Start of MATERIAL SHOWN

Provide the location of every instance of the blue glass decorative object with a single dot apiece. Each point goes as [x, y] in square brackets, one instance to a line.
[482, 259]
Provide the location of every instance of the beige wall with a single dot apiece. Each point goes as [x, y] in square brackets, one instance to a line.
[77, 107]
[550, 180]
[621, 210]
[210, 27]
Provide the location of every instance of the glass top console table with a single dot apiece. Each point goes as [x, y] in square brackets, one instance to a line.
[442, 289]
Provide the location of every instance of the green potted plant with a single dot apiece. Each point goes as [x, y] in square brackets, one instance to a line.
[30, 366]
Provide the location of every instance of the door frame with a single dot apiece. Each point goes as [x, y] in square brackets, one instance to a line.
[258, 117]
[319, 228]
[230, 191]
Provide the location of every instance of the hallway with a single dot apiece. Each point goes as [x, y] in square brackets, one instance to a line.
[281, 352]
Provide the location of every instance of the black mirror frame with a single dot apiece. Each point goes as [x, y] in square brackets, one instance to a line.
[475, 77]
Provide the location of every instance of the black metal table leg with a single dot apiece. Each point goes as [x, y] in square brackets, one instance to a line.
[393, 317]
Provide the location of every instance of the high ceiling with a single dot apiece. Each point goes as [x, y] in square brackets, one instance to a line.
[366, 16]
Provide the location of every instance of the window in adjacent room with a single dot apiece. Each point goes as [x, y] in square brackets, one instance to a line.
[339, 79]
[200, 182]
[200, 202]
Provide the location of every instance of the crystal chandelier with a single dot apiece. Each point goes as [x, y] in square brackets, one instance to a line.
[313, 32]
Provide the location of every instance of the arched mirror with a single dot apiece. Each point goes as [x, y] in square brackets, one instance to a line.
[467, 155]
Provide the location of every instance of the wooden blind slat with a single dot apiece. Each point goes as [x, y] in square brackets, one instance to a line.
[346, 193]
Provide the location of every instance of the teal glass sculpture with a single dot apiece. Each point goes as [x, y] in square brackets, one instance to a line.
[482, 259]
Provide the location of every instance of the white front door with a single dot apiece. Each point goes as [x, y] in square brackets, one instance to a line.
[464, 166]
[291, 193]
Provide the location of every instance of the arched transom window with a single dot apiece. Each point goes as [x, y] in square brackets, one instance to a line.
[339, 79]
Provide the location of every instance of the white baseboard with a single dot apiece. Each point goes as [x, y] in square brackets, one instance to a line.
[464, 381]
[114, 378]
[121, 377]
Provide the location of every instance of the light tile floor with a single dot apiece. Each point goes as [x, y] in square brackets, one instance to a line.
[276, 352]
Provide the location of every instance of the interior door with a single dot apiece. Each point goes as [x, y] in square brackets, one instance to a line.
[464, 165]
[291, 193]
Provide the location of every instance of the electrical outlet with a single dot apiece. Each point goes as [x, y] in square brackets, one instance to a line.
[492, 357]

End of MATERIAL SHOWN

**DESCRIPTION OF THE TASK**
Your answer should be the full listing, copied exactly.

**WRITTEN ANSWER**
Provide the location of every instance of the blue glass decorative object with a single dot apiece. Each point goes as [x, y] in square brackets, one instance to a line.
[482, 259]
Provide the location of every instance of the beige wall with a single dot apiece. Each point goes as [x, y] in square brackets, one instance to a line.
[77, 107]
[550, 180]
[621, 210]
[210, 27]
Provide the location of every instance of the glass top console table with a single dot apiece. Each point goes as [x, y] in square brackets, one instance to a line.
[442, 289]
Provide the location of every instance of the green potted plant with a single dot apiece. Each point goes as [x, y] in square brackets, one instance to a line.
[30, 366]
Provide the location of every instance of the door frame with a single dot apiece. Each point goes as [x, y] in square brackets, one instance to a line.
[258, 117]
[319, 228]
[230, 191]
Provide the location of every instance of the hallway with a single dot apiece. Each point goes as [x, y] in square brackets, one instance to a line.
[281, 352]
Provide the location of every instance of the black mirror frame with a single dot apiece. Each point goes as [x, y] in square brackets, one instance to a line.
[475, 77]
Provide the location of every instance of the black metal table leg with a single dot apiece. Each point goes as [x, y] in square brackets, one instance to a line.
[393, 317]
Provide the location of every instance of the high ceiling with a single dot apiece. Each point goes as [x, y] in square brackets, one instance to a line.
[366, 16]
Provide the location of every instance of the window in adjacent room with a single dot apiece. Each point goes as [x, y] in square brackets, one instance to a line.
[339, 79]
[200, 182]
[200, 202]
Provide the location of every instance of the crystal chandelier with a single dot apiece. Each point goes as [x, y] in square brackets, one instance to a line.
[313, 32]
Provide the location of every instance of the arched mirror with a single dot apiece. Each point goes as [x, y] in square brackets, one instance to a line.
[467, 155]
Provide the location of every instance of the wooden blind slat with a single dot apiece. Each point goes as [x, y] in square brackets, one instance to a line.
[346, 193]
Provide the location of every instance of the teal glass sculpture with a single dot apiece. Each point goes as [x, y] in square brackets, one instance to a line.
[482, 259]
Provide the location of every instance of the white front door with a single dot apiece. Each point goes as [x, y] in square brackets, one instance to a line.
[464, 166]
[291, 193]
Provide the location of every instance of the arched transom window with a single dot apiece. Each point goes as [x, y] in square brackets, one instance to a line.
[339, 79]
Provide the location of every instance of the white baseboard with a single dot apiece. Each point goes as [x, y] in square brackets, one instance to a line.
[464, 381]
[114, 378]
[121, 377]
Provide the location of every instance of the light tile floor with a single dot apiece. Each point goes as [x, y] in square brackets, one instance to a line.
[276, 352]
Provide the location of every instance of the interior door with a single dot apiece. Each point goes as [x, y] in square brackets, one instance to a line.
[464, 165]
[291, 193]
Provide the location of every instance of the electrical outlet with a single dot apiece. Each point goes as [x, y] in square brackets, one instance to a line.
[492, 357]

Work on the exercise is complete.